Controversial strategy and reform bills set path for future

CONTROVERSIAL bills on the long-term national strategy and national reform – which came into effect when they were published in the Royal Gazette yesterday – resulted in one prime body of the so-called “five rivers of power”, the National Reform Steering Assembly (NRSA), leaving office following the promulgation of the laws.

That means a new national strategy committee, headed by Prime Minister Prayut Chan-o-cha, will soon be set up to oversee the country’s 20-year strategy.
The 35-member committee will also consist of top parliamentary officials, currently appointed by the junta, ministers, and commerce and industry chairmen.
The committee is obligated to set up panels to work on various strategies for 30 days. Afterwards, they will have four months to complete the strategies before going to the legal deliberation process for final enactment.
Passed in June, the two laws have drawn mixed public reactions. While some commentators have said a legally binding instrument is essential to guide Thailand, others are concerned that it will not only burden future governments but also ensure that the military-installed regime would maintain power in the future.
The enforcement of the National Reform Bill also constitutionally dissolved the NRSA, appointed by the junta in October 2015 with the task to make so-called reform proposals to government bodies.
The NRSA held its final meeting last Tuesday before officially forwarding reform tasks to Prayut yesterday. NRSA President Captain Tinnaphan Nakata said that 188 reform issues on 37 agendas had been forwarded to Prayut. In the past 10 months, 27 of the 188 issues have been “realised”, Tinnaphan said.
From 27 “urgent agendas” on the NRSA’s past work, 12 would be made into bills or bill drafts, six would come in the form of absolute junta orders, five would be included in a new national economic and social development plan, two would be announcements in the Royal Gazette, and one each would become a decree and 15-year strategy for the Education Ministry, Tinnaphan said.
The reforms span 11 facets, covering organic law drafts on politicians and the Election Commission, new measures on computer crimes, road and community management, the establishment of a corruption court, agriculture management and the digital economy.
Prayut is supposed to move reforms forward as head of the super-committee on national strategy, reform and reconciliation.
Prayut said the reforms would be driven to improve equality issues and strengthen legal enforcement.

::::::::::

## SHORT PROBLEM A
In the rows from the line with "Pass-network tagging: label the orchid lip" to the line with "277), (313, 316)]", switch "blurred foliage" to "out-of-focus leaves" and reproduce those lines with nothing else altered.

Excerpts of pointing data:
::::::::::

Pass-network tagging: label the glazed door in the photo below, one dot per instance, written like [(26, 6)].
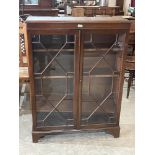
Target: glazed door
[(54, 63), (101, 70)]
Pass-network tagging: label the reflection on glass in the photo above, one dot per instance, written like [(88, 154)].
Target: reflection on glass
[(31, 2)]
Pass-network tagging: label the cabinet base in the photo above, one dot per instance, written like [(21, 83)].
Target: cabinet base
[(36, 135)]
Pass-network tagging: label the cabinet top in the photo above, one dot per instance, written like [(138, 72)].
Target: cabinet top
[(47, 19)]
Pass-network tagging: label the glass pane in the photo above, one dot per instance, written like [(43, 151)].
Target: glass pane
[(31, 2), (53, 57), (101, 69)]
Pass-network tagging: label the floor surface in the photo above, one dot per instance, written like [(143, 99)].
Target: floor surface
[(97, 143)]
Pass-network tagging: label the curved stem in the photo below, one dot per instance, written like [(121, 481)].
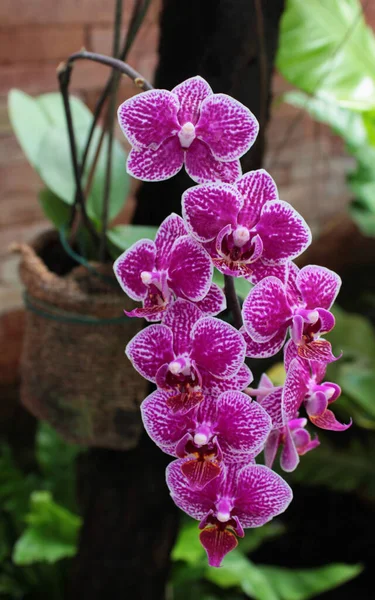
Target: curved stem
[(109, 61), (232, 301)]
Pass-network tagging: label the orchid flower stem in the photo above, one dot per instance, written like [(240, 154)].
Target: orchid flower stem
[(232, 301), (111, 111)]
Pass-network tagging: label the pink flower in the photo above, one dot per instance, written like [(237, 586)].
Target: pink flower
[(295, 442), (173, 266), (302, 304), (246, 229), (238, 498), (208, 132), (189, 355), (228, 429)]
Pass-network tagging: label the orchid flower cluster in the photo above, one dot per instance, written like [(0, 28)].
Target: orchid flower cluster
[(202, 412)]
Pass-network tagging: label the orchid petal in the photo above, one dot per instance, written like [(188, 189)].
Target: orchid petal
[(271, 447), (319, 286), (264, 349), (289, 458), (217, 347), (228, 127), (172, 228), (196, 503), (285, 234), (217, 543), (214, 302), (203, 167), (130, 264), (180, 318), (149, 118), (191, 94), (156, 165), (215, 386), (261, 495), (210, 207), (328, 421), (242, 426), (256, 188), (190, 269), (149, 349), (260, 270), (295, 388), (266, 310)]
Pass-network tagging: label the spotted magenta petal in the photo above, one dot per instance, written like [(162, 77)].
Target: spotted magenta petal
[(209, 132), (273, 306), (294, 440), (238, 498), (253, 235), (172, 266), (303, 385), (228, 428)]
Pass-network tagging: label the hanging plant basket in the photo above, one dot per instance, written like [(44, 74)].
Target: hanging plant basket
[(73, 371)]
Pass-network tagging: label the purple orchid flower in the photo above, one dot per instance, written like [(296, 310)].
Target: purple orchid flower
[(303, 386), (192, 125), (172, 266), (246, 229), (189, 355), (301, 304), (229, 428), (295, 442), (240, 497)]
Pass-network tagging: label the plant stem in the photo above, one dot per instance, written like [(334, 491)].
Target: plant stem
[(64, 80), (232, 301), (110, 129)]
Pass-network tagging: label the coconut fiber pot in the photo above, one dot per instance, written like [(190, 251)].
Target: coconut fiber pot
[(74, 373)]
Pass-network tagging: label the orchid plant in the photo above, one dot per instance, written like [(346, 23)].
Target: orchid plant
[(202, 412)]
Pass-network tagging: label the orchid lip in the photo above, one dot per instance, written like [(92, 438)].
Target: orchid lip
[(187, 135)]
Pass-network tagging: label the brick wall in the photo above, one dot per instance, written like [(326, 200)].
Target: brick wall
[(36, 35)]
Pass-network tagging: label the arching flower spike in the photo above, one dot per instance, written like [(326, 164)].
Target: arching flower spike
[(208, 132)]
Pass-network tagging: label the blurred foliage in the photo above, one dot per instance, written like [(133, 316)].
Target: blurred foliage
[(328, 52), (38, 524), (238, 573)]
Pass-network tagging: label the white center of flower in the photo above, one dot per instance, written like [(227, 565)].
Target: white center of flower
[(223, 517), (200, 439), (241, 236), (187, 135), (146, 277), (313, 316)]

::::::::::

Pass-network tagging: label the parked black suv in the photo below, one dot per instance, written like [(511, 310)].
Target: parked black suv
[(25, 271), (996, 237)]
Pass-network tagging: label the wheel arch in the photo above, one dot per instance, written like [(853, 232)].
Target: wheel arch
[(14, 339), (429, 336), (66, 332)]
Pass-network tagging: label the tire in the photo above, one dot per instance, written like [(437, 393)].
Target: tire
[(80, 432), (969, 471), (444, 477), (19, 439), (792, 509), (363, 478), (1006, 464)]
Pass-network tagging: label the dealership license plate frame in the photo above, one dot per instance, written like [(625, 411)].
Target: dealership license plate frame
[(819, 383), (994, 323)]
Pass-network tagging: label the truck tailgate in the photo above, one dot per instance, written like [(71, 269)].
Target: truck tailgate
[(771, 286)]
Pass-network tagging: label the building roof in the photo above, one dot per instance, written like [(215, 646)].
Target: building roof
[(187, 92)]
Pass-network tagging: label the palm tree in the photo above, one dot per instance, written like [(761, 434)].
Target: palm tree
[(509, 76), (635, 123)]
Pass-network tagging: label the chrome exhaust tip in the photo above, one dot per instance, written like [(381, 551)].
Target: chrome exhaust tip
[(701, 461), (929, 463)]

::::::::::

## SHORT PROBLEM B
Answer these questions from the article on the national strategy and reform bills:
(i) How many members will the new national strategy committee have?
(ii) In which month and year did the junta appoint the NRSA?
(iii) How many reform issues did the NRSA forward to Prayut?

## PROBLEM SOLUTION A
Pass-network tagging: label the orchid lip in the photo above, one dot per instance, written like [(92, 438)].
Target: orchid lip
[(187, 135)]
Pass-network tagging: label the brick wall in the photo above, one dot per instance, written like [(326, 200)].
Target: brick wall
[(36, 35)]
Pass-network tagging: label the arching flower spike in the photo above, one dot per instance, written like [(326, 164)].
Target: arching flower spike
[(208, 132)]
Pass-network tagging: label the out-of-focus leaves in the photo above, one dot per instance, written like [(133, 316)].
Target: out-of-focus leaves
[(328, 52), (38, 524), (238, 573)]
Pass-network tagging: label the white center of flower in the photo above, one dot per instance, written like [(227, 565)].
Target: white center of flower
[(223, 517), (200, 439), (241, 236), (187, 135), (146, 277), (313, 316)]

## PROBLEM SOLUTION B
(i) 35 members.
(ii) October 2015.
(iii) 188 reform issues.